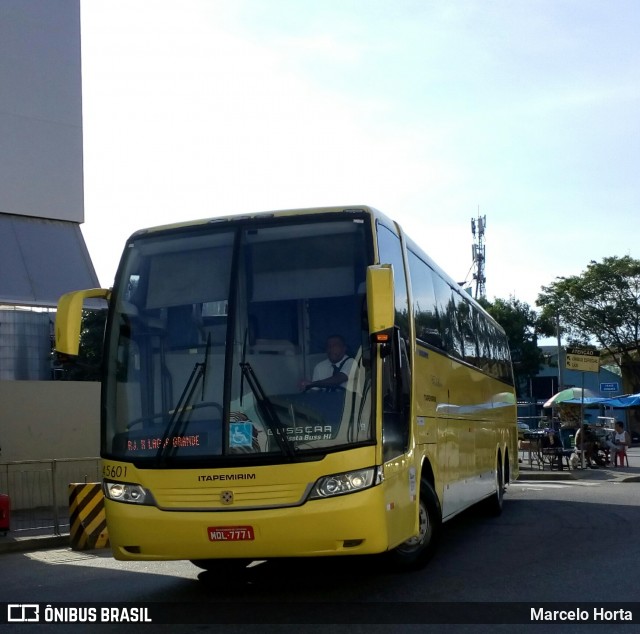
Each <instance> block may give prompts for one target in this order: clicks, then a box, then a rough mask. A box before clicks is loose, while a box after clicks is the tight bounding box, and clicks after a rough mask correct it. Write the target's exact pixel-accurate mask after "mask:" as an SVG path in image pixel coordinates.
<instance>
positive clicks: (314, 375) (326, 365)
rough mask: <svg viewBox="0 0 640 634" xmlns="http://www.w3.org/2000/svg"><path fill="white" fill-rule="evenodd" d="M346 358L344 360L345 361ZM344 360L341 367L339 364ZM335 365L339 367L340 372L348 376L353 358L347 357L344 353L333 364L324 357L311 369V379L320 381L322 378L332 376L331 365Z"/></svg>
mask: <svg viewBox="0 0 640 634" xmlns="http://www.w3.org/2000/svg"><path fill="white" fill-rule="evenodd" d="M345 359H346V361H345ZM343 361H344V364H343V365H342V367H340V364H341V363H342V362H343ZM334 365H337V366H338V367H339V368H340V372H341V373H342V374H344V375H345V376H349V374H350V372H351V368H352V367H353V358H352V357H348V356H347V355H346V354H345V355H344V356H343V357H342V359H340V361H338V362H337V363H335V364H333V363H331V361H329V359H325V360H324V361H320V363H318V365H316V367H315V368H314V369H313V381H322V379H328V378H330V377H332V376H333V366H334Z"/></svg>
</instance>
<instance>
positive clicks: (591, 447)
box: [576, 423, 598, 469]
mask: <svg viewBox="0 0 640 634" xmlns="http://www.w3.org/2000/svg"><path fill="white" fill-rule="evenodd" d="M576 451H578V452H579V451H584V459H585V462H586V463H587V466H588V467H589V468H590V469H597V468H598V466H597V465H596V464H594V463H595V462H596V461H597V451H598V450H597V448H596V437H595V435H594V433H593V432H592V431H591V430H590V429H589V425H587V424H586V423H584V424H583V425H582V427H581V428H579V429H578V431H577V432H576Z"/></svg>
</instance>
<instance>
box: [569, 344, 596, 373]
mask: <svg viewBox="0 0 640 634" xmlns="http://www.w3.org/2000/svg"><path fill="white" fill-rule="evenodd" d="M566 368H567V370H578V371H579V372H600V351H599V350H594V349H592V348H567V360H566Z"/></svg>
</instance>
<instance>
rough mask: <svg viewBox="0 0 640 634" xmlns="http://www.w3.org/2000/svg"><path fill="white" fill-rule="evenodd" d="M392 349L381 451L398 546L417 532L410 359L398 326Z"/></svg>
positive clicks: (387, 512) (393, 538)
mask: <svg viewBox="0 0 640 634" xmlns="http://www.w3.org/2000/svg"><path fill="white" fill-rule="evenodd" d="M393 339H394V340H393V343H392V344H391V350H390V351H389V352H388V354H387V356H384V357H383V358H382V390H381V397H382V403H381V406H382V452H383V459H384V476H385V491H386V496H385V497H386V499H385V502H386V509H387V514H386V518H387V534H388V535H389V541H390V543H391V544H393V545H397V544H399V543H401V542H403V541H405V540H406V539H408V538H409V537H411V536H412V535H413V534H414V533H415V532H416V531H417V505H416V502H417V495H418V481H417V478H418V475H417V473H416V468H415V465H414V463H413V455H414V454H413V452H410V451H409V446H410V439H411V434H410V420H411V416H410V398H409V390H410V384H411V383H410V379H411V375H410V372H409V358H408V355H407V353H406V346H405V342H404V339H402V337H401V336H400V332H399V331H398V330H397V329H395V331H394V338H393Z"/></svg>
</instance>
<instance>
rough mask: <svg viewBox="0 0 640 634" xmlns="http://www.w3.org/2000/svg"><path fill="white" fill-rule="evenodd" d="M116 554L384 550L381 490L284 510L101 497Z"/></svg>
mask: <svg viewBox="0 0 640 634" xmlns="http://www.w3.org/2000/svg"><path fill="white" fill-rule="evenodd" d="M105 510H106V514H107V525H108V530H109V541H110V544H111V548H112V551H113V555H114V557H115V558H116V559H121V560H178V559H218V558H220V559H234V558H243V559H244V558H246V559H268V558H273V557H313V556H335V555H364V554H373V553H380V552H384V551H385V550H387V548H388V545H389V544H388V536H387V521H388V520H387V517H386V514H387V513H392V512H393V510H386V508H385V503H384V499H383V492H382V487H379V486H378V487H372V488H370V489H367V490H365V491H360V492H357V493H352V494H348V495H342V496H337V497H332V498H324V499H319V500H312V501H308V502H306V503H305V504H303V505H301V506H296V507H288V508H269V509H252V510H240V511H224V512H219V511H218V512H213V511H183V510H172V511H166V510H160V509H158V508H156V507H152V506H142V505H140V506H138V505H135V504H126V503H120V502H113V501H111V500H105Z"/></svg>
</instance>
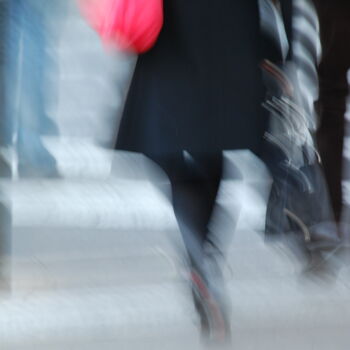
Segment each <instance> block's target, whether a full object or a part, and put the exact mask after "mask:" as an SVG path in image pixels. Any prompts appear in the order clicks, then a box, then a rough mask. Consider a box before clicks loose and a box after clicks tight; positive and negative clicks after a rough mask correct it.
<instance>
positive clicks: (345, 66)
mask: <svg viewBox="0 0 350 350" xmlns="http://www.w3.org/2000/svg"><path fill="white" fill-rule="evenodd" d="M313 1H314V3H315V5H316V8H317V12H318V16H319V21H320V34H321V36H320V37H321V43H322V58H321V62H320V65H319V69H318V75H319V85H320V96H319V99H318V101H317V108H318V111H319V128H318V133H317V139H318V144H319V150H320V153H321V157H322V160H323V165H324V169H325V174H326V179H327V182H328V186H329V190H330V195H331V200H332V205H333V208H334V212H335V217H336V220H337V222H338V223H339V222H340V220H341V214H342V206H343V194H342V175H343V174H342V172H343V171H342V170H343V146H344V134H345V112H346V100H347V97H348V93H349V87H348V86H349V83H348V78H347V74H348V71H349V68H350V46H349V45H348V38H350V25H349V20H350V3H349V1H347V0H313Z"/></svg>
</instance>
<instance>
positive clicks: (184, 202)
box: [152, 152, 230, 341]
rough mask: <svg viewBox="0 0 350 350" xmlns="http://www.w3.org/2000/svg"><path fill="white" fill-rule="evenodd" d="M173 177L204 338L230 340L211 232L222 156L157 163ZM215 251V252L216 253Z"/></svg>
mask: <svg viewBox="0 0 350 350" xmlns="http://www.w3.org/2000/svg"><path fill="white" fill-rule="evenodd" d="M152 158H153V160H155V161H156V162H157V163H158V164H159V165H160V166H161V167H162V168H163V169H164V170H165V172H166V173H167V175H168V176H169V179H170V182H171V187H172V201H173V207H174V212H175V215H176V218H177V221H178V224H179V228H180V231H181V234H182V237H183V240H184V243H185V246H186V250H187V253H188V257H189V263H190V268H191V281H192V292H193V297H194V303H195V306H196V309H197V311H198V313H199V315H200V320H201V329H202V332H203V333H202V334H203V335H204V336H205V337H206V338H208V339H210V340H213V341H226V340H227V339H229V334H230V326H229V322H228V317H227V313H228V310H227V298H226V293H225V291H224V281H223V278H222V272H221V268H220V266H219V264H218V261H217V255H218V254H217V253H218V248H217V247H215V249H210V253H208V250H207V249H206V247H207V246H208V245H209V229H208V224H209V222H210V219H211V216H212V212H213V209H214V206H215V200H216V196H217V193H218V189H219V185H220V180H221V176H222V154H221V152H220V153H218V154H213V155H208V154H206V155H193V154H192V155H190V154H186V153H184V154H178V155H177V156H176V157H171V158H166V159H164V158H163V159H159V158H158V159H155V158H154V157H152ZM213 251H214V252H213Z"/></svg>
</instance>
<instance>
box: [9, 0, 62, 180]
mask: <svg viewBox="0 0 350 350" xmlns="http://www.w3.org/2000/svg"><path fill="white" fill-rule="evenodd" d="M45 36H46V33H45V26H44V21H43V16H42V13H41V11H40V8H39V7H38V6H35V2H33V0H26V1H25V0H13V1H11V4H10V13H9V36H8V46H9V53H8V59H7V62H8V76H7V80H8V82H9V85H11V88H10V90H9V94H8V98H9V103H10V105H11V106H10V113H9V115H8V118H11V119H12V124H14V128H15V129H16V130H17V155H18V165H19V166H18V170H19V173H20V175H29V176H37V175H39V176H40V175H44V176H56V175H57V170H56V161H55V159H54V158H53V157H52V155H51V154H50V153H49V152H48V151H47V150H46V148H45V147H44V145H43V143H42V140H41V138H40V127H41V124H42V123H43V120H44V119H45V118H46V112H45V97H46V94H47V91H44V89H45V86H44V79H45V78H44V76H45V69H46V68H47V66H46V61H45V59H46V50H45V39H46V37H45Z"/></svg>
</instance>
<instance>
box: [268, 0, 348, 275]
mask: <svg viewBox="0 0 350 350" xmlns="http://www.w3.org/2000/svg"><path fill="white" fill-rule="evenodd" d="M262 1H264V2H265V3H269V1H265V0H262ZM290 5H291V6H292V13H293V16H292V26H291V27H292V30H291V32H290V37H291V39H290V40H289V53H288V55H289V57H287V54H286V53H285V54H283V52H284V49H283V48H284V47H285V45H283V42H284V41H285V40H283V35H282V36H281V35H276V33H278V32H280V31H281V30H280V29H279V30H278V29H275V30H274V31H271V29H269V27H270V26H271V25H272V24H271V23H273V21H271V20H269V18H268V20H266V21H265V25H264V27H263V30H264V31H265V32H267V33H268V34H269V33H272V34H270V35H268V37H269V38H270V39H271V40H272V42H273V46H274V47H275V49H276V48H277V52H279V53H280V56H285V57H287V59H286V60H285V62H284V64H283V65H281V64H280V63H278V62H277V61H276V58H275V57H272V58H270V59H271V60H272V62H274V63H272V62H267V63H266V62H264V64H263V67H264V69H263V71H264V78H265V81H267V86H268V95H267V96H268V99H267V100H266V101H265V102H264V106H265V107H266V108H267V110H268V111H269V113H270V122H269V123H270V125H269V129H268V132H267V134H266V138H267V140H268V141H269V142H267V143H266V145H265V146H267V152H265V157H266V158H265V161H266V163H267V165H268V166H269V169H270V171H271V173H272V176H273V180H274V181H273V184H272V189H271V193H270V198H269V201H268V205H267V219H266V232H267V234H268V235H267V237H280V236H281V234H282V237H284V238H286V239H287V240H290V241H291V242H293V244H294V245H295V248H297V250H298V251H299V252H300V251H302V252H303V254H304V255H305V258H306V259H307V262H308V263H307V266H306V269H305V272H312V273H313V274H314V273H317V274H318V275H320V274H321V275H323V276H324V277H327V278H328V277H334V276H335V272H336V270H335V269H334V268H335V267H336V264H334V262H335V260H336V259H334V255H335V254H336V253H337V252H338V250H339V248H340V246H341V244H340V243H341V242H340V239H339V235H338V229H337V225H336V222H335V216H334V212H333V208H332V205H331V200H330V196H329V193H328V186H327V184H326V181H325V177H324V171H323V167H322V157H320V156H319V153H318V150H317V147H316V144H315V141H314V135H315V133H316V130H317V116H316V113H315V109H314V101H315V100H316V99H317V98H318V76H317V64H318V59H319V56H320V51H321V48H320V42H319V24H318V19H317V14H316V10H315V8H314V6H313V3H312V2H311V1H309V0H293V1H291V2H290ZM270 17H272V16H271V15H270ZM277 22H278V21H277ZM280 23H282V22H281V21H280ZM282 24H283V23H282ZM275 27H276V28H277V27H278V26H277V25H275ZM282 32H283V30H282ZM277 57H278V56H277Z"/></svg>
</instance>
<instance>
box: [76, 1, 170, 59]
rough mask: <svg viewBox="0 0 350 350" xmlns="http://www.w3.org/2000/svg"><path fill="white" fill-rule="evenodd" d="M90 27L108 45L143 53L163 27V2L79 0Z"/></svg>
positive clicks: (153, 42) (121, 48)
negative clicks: (99, 36) (92, 28)
mask: <svg viewBox="0 0 350 350" xmlns="http://www.w3.org/2000/svg"><path fill="white" fill-rule="evenodd" d="M78 1H79V3H80V6H81V9H82V12H83V14H84V15H85V17H86V19H87V20H88V22H89V23H90V25H91V26H92V27H93V28H94V29H95V30H96V31H97V32H98V33H99V35H100V36H101V38H102V40H103V42H104V43H106V44H107V45H108V46H115V45H116V46H117V47H118V48H120V49H122V50H126V51H134V52H136V53H142V52H145V51H147V50H149V49H150V48H151V47H152V46H153V45H154V43H155V42H156V40H157V38H158V35H159V33H160V31H161V29H162V26H163V0H78Z"/></svg>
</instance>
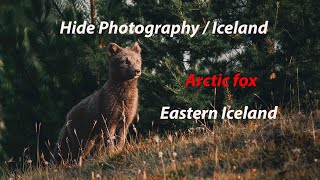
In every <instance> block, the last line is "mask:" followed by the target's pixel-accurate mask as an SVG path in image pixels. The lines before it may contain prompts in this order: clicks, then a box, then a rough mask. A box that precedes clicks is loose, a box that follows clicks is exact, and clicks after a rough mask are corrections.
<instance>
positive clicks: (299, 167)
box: [4, 114, 320, 179]
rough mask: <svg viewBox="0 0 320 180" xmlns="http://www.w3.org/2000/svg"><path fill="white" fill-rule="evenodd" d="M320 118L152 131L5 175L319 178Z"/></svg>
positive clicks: (288, 119)
mask: <svg viewBox="0 0 320 180" xmlns="http://www.w3.org/2000/svg"><path fill="white" fill-rule="evenodd" d="M319 136H320V119H319V116H317V115H314V114H311V115H310V116H309V115H302V114H292V115H290V116H289V115H286V116H281V117H279V118H278V119H277V120H255V121H249V122H247V123H242V122H241V121H225V122H224V123H217V124H215V125H214V126H213V127H212V128H208V127H206V126H204V125H202V126H200V127H197V128H191V129H189V130H188V132H185V133H167V134H166V135H163V136H161V137H159V136H158V135H149V137H147V138H145V137H144V138H142V137H140V138H138V139H134V138H131V139H134V140H131V141H130V142H129V143H127V145H126V147H125V149H124V150H123V151H122V152H121V153H118V154H116V155H113V156H108V155H107V156H100V157H94V158H91V159H88V160H85V161H83V162H82V163H81V164H78V165H73V166H62V165H54V164H50V163H49V164H47V165H42V166H40V167H37V166H35V165H34V164H33V165H32V163H30V162H29V164H26V165H25V168H24V169H23V170H15V171H13V172H5V176H4V179H10V178H13V179H16V178H21V179H78V178H79V179H199V178H209V179H212V178H215V179H275V178H276V179H283V178H285V179H292V178H295V179H296V178H301V179H319V178H320V138H319Z"/></svg>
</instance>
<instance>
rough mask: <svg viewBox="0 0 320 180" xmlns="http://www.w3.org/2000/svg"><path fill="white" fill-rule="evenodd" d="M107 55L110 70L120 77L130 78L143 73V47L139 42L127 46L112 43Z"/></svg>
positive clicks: (108, 46)
mask: <svg viewBox="0 0 320 180" xmlns="http://www.w3.org/2000/svg"><path fill="white" fill-rule="evenodd" d="M107 55H108V59H109V66H110V68H109V71H110V72H111V73H112V75H113V76H116V77H117V78H118V79H120V80H129V79H134V78H138V77H139V76H140V75H141V48H140V46H139V44H138V43H137V42H136V43H134V44H133V45H132V46H131V47H126V48H122V47H120V46H118V45H117V44H115V43H110V44H109V45H108V53H107Z"/></svg>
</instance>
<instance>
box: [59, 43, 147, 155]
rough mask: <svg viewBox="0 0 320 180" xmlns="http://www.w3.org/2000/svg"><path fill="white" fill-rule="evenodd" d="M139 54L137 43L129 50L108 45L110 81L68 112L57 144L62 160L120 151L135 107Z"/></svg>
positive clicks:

Your task
Leave out any pictures and return exactly the lines from the beginning of the data through the line with "positive clicks: (314, 375) (326, 365)", inclusive.

Output for this task
Each <instance> block may give prompts for one target in this order: clicks, then a box, then a rough mask. A box before clicks is loose, while a box after clicks is the tight bounding box, and clicks after a rough mask correct it. Write the target's exact pixel-accurate mask after "mask:" as an SVG path in image pixel coordinates.
<instance>
positive clicks: (314, 375) (326, 365)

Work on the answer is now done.